Pull out each line below that has the word "Query" in it, and copy those lines in the order they appear.

Input data:
—————

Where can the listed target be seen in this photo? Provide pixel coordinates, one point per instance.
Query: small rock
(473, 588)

—————

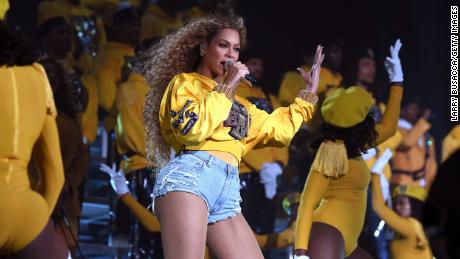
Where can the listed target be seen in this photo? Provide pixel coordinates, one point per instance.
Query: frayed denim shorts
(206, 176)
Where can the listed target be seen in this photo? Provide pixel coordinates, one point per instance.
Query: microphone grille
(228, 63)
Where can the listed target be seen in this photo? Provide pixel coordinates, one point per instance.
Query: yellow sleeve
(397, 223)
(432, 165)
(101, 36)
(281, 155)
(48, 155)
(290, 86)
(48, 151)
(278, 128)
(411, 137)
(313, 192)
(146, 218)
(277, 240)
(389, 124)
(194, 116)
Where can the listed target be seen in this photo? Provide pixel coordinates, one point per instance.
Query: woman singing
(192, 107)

—————

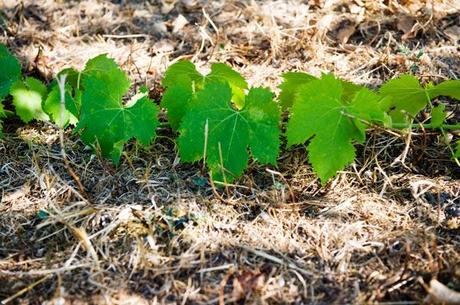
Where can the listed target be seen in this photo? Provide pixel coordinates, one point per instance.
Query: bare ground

—————

Output for this exercise:
Query: small rock
Query: frayed denim shorts
Query: microphone grille
Query: yellow sleeve
Query: woman singing
Query: bare ground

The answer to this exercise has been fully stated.